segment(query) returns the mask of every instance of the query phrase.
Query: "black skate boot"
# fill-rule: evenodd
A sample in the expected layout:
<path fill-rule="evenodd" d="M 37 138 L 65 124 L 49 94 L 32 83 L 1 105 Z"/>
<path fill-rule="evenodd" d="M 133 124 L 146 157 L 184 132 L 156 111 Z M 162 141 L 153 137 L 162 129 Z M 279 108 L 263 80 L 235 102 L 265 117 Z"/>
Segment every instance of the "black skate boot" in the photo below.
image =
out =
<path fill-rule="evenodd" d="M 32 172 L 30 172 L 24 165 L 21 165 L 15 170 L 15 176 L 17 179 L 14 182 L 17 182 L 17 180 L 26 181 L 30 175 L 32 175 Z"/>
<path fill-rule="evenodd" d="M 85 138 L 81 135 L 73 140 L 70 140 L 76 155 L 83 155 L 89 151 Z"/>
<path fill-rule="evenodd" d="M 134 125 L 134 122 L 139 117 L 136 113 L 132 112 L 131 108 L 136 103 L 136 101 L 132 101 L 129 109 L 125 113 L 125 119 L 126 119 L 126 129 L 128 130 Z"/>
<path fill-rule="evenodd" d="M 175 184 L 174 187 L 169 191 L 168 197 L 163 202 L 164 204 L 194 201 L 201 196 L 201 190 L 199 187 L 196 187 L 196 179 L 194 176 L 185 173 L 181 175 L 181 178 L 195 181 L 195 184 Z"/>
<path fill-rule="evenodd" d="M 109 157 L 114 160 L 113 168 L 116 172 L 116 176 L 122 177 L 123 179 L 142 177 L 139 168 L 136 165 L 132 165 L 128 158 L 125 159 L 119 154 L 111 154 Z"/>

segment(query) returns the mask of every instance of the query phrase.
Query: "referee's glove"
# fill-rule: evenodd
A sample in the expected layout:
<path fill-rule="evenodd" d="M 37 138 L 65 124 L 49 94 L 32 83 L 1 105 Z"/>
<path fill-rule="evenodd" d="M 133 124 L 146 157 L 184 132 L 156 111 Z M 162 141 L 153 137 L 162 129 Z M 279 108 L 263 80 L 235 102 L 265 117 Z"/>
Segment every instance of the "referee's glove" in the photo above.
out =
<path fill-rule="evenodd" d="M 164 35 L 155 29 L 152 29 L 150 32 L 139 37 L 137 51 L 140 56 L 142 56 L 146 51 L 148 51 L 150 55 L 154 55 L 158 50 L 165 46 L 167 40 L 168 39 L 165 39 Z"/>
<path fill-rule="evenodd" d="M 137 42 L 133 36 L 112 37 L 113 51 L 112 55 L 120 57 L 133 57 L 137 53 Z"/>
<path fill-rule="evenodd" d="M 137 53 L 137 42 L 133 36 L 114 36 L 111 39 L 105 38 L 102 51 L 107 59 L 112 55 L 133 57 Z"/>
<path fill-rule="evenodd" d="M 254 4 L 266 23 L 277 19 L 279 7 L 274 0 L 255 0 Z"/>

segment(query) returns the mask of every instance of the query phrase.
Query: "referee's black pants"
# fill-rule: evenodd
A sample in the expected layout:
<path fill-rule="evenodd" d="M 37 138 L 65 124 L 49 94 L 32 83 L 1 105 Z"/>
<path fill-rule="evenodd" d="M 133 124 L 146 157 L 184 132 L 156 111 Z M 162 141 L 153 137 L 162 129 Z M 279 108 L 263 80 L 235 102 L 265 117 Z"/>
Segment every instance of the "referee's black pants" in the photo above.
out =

TASK TO CARRY OUT
Print all of the material above again, unchanged and line for line, in the same order.

ANSWER BELOW
segment(query) returns the mask of every instance of the query phrase.
Query: "black skate boot"
# fill-rule: evenodd
A sample in the expected layout:
<path fill-rule="evenodd" d="M 37 138 L 65 124 L 49 94 L 32 83 L 1 105 Z"/>
<path fill-rule="evenodd" d="M 133 124 L 146 157 L 184 132 L 156 111 Z M 162 141 L 153 137 L 162 129 Z M 279 108 L 263 80 L 235 102 L 265 117 Z"/>
Segment every instance of the "black skate boot" in the photo below.
image =
out =
<path fill-rule="evenodd" d="M 32 172 L 30 172 L 24 165 L 21 165 L 15 170 L 15 176 L 17 179 L 14 182 L 17 182 L 17 180 L 26 181 L 30 175 L 32 175 Z"/>
<path fill-rule="evenodd" d="M 85 138 L 81 135 L 73 140 L 70 140 L 76 155 L 83 155 L 89 151 Z"/>
<path fill-rule="evenodd" d="M 134 125 L 134 122 L 139 117 L 136 113 L 132 112 L 131 108 L 136 103 L 136 101 L 132 101 L 129 109 L 125 113 L 125 119 L 126 119 L 126 129 L 128 130 Z"/>
<path fill-rule="evenodd" d="M 175 184 L 174 187 L 169 191 L 168 197 L 163 202 L 164 204 L 194 201 L 201 196 L 201 190 L 199 187 L 196 187 L 196 179 L 194 176 L 185 173 L 181 175 L 181 178 L 195 181 L 195 184 Z"/>
<path fill-rule="evenodd" d="M 109 157 L 114 160 L 113 168 L 116 172 L 116 176 L 122 177 L 123 179 L 142 177 L 139 168 L 136 165 L 132 165 L 128 158 L 125 159 L 119 154 L 111 154 Z"/>

segment(query) returns the mask of every instance of the query phrase.
Query: "referee's glove"
# fill-rule: evenodd
A sample in the expected layout:
<path fill-rule="evenodd" d="M 37 138 L 65 124 L 49 94 L 32 83 L 1 105 Z"/>
<path fill-rule="evenodd" d="M 133 124 L 146 157 L 184 132 L 156 111 Z M 162 141 L 153 137 L 162 129 Z M 279 108 L 263 80 L 235 102 L 265 117 Z"/>
Segment every instance of the "referee's glove" in the photo above.
out =
<path fill-rule="evenodd" d="M 164 35 L 155 29 L 152 29 L 150 32 L 139 37 L 137 51 L 140 56 L 142 56 L 146 51 L 148 51 L 150 55 L 154 55 L 158 50 L 165 46 L 167 40 L 168 39 L 165 39 Z"/>
<path fill-rule="evenodd" d="M 137 42 L 133 36 L 112 37 L 113 51 L 112 55 L 120 57 L 133 57 L 137 53 Z"/>
<path fill-rule="evenodd" d="M 137 53 L 137 42 L 133 36 L 114 36 L 111 39 L 105 38 L 102 51 L 107 59 L 112 55 L 133 57 Z"/>
<path fill-rule="evenodd" d="M 254 4 L 266 23 L 277 19 L 279 7 L 274 0 L 255 0 Z"/>

segment(query) returns the mask of every instance of the query phrase.
Query: "referee's black pants"
# fill-rule: evenodd
A sample in the expected layout:
<path fill-rule="evenodd" d="M 37 138 L 65 124 L 49 94 L 32 83 L 1 105 Z"/>
<path fill-rule="evenodd" d="M 133 124 L 146 157 L 184 132 L 156 111 Z M 162 141 L 153 137 L 162 129 Z M 279 108 L 263 80 L 235 102 L 265 117 Z"/>
Segment every instance of the "referee's black pants" in the photo above.
out =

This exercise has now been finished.